-- Task material --
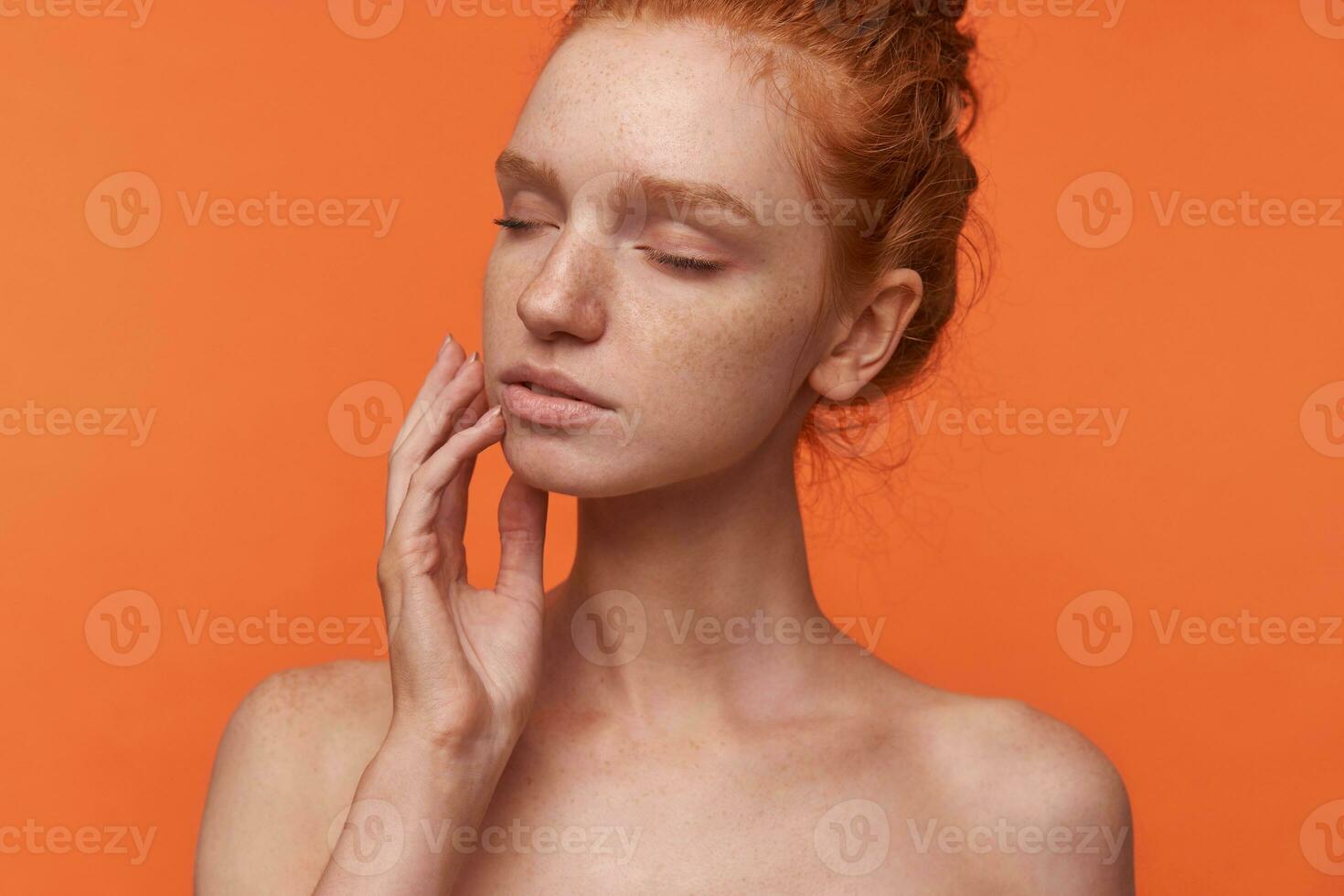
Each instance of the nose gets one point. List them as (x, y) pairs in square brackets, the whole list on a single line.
[(566, 297)]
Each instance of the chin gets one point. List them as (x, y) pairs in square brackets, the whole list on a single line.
[(580, 465)]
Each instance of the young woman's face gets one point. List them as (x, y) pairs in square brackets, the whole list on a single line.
[(684, 321)]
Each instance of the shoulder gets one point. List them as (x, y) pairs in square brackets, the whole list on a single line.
[(1029, 797), (286, 764)]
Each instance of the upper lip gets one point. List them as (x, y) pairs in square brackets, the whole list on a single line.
[(554, 380)]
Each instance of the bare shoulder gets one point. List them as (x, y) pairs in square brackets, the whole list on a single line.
[(1021, 797), (286, 766)]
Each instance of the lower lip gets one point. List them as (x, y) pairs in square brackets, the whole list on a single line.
[(551, 410)]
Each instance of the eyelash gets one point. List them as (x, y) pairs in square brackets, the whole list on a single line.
[(680, 262)]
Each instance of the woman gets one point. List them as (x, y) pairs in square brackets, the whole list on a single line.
[(715, 214)]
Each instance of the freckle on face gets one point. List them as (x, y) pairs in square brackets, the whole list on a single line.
[(709, 361)]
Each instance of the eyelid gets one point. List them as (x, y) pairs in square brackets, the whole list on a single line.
[(682, 262), (519, 223), (657, 255)]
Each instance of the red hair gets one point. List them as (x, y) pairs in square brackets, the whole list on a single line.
[(883, 101)]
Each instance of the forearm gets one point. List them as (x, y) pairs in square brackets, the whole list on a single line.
[(398, 836)]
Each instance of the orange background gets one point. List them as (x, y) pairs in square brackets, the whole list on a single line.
[(240, 501)]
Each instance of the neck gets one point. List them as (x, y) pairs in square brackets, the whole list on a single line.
[(680, 595)]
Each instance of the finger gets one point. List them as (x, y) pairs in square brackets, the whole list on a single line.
[(437, 422), (522, 540), (452, 511), (445, 367), (425, 491)]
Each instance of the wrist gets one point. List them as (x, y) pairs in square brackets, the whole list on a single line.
[(480, 752)]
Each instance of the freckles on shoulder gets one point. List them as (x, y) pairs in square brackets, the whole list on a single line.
[(1027, 795)]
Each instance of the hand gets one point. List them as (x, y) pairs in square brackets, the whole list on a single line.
[(465, 661)]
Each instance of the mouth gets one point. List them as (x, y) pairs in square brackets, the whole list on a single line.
[(549, 398)]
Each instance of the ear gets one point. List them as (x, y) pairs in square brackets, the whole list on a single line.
[(863, 347)]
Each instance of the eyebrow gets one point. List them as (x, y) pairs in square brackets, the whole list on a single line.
[(654, 188)]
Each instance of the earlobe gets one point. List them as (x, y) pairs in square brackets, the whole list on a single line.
[(863, 347)]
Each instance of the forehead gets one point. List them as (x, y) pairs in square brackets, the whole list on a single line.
[(667, 101)]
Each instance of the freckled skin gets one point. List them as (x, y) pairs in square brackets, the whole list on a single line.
[(712, 364), (722, 759)]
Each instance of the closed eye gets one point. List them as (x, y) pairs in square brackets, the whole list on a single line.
[(682, 262), (517, 223), (668, 260)]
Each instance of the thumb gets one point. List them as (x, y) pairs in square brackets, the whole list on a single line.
[(522, 540)]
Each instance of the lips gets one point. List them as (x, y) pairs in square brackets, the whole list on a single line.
[(549, 397)]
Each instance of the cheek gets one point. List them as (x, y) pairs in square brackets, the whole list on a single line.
[(730, 375)]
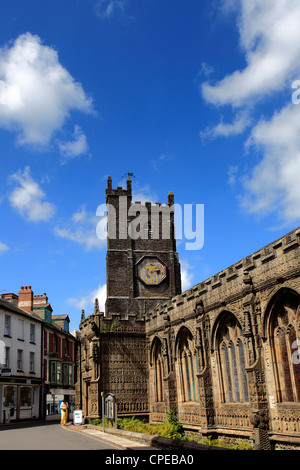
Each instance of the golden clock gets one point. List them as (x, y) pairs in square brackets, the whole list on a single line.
[(151, 270)]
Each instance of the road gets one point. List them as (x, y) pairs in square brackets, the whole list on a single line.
[(47, 436)]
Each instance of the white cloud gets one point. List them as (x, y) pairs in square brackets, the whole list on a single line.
[(87, 301), (3, 248), (28, 198), (74, 148), (37, 93), (107, 8), (270, 39), (82, 229), (241, 122), (274, 183)]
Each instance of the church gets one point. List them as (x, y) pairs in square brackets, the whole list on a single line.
[(223, 355)]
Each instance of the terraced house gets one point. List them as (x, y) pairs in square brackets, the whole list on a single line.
[(37, 360), (222, 355)]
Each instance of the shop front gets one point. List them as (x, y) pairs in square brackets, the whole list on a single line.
[(19, 402), (54, 399)]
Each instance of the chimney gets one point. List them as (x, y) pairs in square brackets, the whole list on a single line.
[(40, 300), (26, 299), (12, 298)]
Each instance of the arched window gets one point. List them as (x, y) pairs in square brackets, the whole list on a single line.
[(157, 361), (186, 357), (283, 328), (231, 359)]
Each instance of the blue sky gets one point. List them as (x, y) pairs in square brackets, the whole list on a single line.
[(190, 96)]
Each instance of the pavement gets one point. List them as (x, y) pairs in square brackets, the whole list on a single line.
[(118, 441)]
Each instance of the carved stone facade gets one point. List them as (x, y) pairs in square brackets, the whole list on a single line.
[(232, 348), (222, 355)]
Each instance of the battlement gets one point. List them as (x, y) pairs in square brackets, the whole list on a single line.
[(114, 323)]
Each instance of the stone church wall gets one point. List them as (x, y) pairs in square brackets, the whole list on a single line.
[(187, 360)]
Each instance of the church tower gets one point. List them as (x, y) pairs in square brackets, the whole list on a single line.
[(142, 266)]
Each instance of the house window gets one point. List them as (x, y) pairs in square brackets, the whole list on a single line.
[(7, 358), (67, 347), (53, 372), (58, 373), (54, 343), (21, 329), (32, 333), (20, 360), (7, 325), (31, 362), (26, 396)]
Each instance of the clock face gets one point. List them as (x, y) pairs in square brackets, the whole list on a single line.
[(151, 270)]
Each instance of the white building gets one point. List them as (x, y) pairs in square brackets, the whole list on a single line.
[(21, 367)]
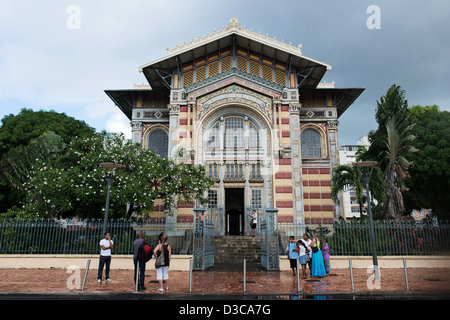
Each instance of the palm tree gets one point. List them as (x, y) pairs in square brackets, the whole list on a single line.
[(398, 145), (347, 177)]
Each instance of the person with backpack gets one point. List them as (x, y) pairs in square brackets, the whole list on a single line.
[(163, 254), (142, 254), (106, 245)]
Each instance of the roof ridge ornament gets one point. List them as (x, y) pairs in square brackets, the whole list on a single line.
[(233, 23)]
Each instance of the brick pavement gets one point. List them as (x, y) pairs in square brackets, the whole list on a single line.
[(218, 282)]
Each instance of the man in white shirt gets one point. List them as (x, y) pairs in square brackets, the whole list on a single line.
[(105, 257), (302, 255), (254, 217), (308, 241)]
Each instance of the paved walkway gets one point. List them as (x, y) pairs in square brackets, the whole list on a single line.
[(220, 282)]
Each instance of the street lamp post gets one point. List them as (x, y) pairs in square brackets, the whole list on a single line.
[(109, 176), (366, 178)]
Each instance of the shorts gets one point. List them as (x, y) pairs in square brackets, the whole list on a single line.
[(302, 259), (162, 273), (293, 263)]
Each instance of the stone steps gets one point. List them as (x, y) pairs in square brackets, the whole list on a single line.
[(234, 249)]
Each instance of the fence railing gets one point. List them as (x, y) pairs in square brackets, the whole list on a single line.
[(392, 238), (72, 236)]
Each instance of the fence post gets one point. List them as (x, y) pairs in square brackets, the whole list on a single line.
[(406, 274), (245, 275), (191, 263), (137, 275), (351, 273), (85, 274)]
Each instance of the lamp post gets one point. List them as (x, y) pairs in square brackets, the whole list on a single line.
[(109, 176), (366, 179)]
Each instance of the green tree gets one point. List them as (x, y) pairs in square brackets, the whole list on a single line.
[(394, 103), (19, 130), (17, 163), (347, 177), (74, 184), (428, 184)]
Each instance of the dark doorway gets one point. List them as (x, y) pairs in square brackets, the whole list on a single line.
[(234, 211)]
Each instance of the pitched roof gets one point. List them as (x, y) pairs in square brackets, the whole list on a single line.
[(234, 34)]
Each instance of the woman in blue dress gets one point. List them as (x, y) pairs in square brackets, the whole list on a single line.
[(318, 267)]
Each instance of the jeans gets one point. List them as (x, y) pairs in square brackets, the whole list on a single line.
[(141, 272), (104, 260)]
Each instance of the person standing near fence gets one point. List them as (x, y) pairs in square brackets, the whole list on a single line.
[(253, 222), (106, 245), (318, 268), (307, 241), (163, 255), (137, 244), (326, 256), (303, 253), (292, 254)]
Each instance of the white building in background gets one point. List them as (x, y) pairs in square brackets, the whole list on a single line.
[(348, 204)]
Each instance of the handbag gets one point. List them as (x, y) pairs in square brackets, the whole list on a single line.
[(159, 261), (316, 248)]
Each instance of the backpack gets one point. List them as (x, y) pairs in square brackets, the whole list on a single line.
[(145, 252)]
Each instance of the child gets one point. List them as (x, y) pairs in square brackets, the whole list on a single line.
[(326, 256), (292, 254), (303, 256)]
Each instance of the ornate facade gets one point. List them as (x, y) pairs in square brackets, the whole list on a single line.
[(253, 111)]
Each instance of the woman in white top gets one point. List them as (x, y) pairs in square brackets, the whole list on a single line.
[(254, 217)]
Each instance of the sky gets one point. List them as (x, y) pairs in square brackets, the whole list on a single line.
[(61, 55)]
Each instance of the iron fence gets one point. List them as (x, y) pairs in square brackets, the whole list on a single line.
[(392, 238), (73, 236)]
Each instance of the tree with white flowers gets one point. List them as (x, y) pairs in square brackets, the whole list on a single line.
[(74, 183)]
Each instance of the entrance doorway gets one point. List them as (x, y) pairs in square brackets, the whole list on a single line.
[(234, 211)]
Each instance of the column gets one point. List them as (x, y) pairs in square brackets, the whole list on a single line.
[(174, 114), (136, 131), (296, 163)]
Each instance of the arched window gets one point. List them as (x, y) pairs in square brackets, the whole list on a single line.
[(234, 132), (158, 142), (214, 136), (253, 137), (311, 143)]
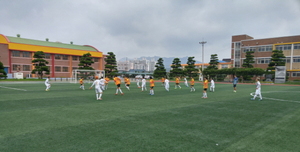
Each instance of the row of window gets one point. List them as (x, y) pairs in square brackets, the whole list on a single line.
[(269, 48), (17, 67), (268, 60), (48, 56)]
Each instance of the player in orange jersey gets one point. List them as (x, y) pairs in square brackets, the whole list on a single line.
[(127, 83), (81, 83), (117, 81), (192, 84), (205, 86), (163, 81), (151, 86), (177, 83)]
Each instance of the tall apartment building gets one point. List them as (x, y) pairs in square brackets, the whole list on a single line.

-- Aim of the exercise --
Copy out the listing verbatim, beginning at the line that contains "Each instance of the eyelash" and stopping after the line that contains "[(709, 361)]".

-- Written response --
Each instance of the eyelash gets one point. List them as (x, y) pairs in square brackets, the whole list on a single line.
[(680, 262)]
Each instance of the woman gets one point. List them as (x, y) pairs in square brackets, the whole list on a single line.
[(715, 214)]
Each instance of the freckle on face gets one point. List them as (x, y) pairs in square brackets, the whole list on a single line.
[(709, 361)]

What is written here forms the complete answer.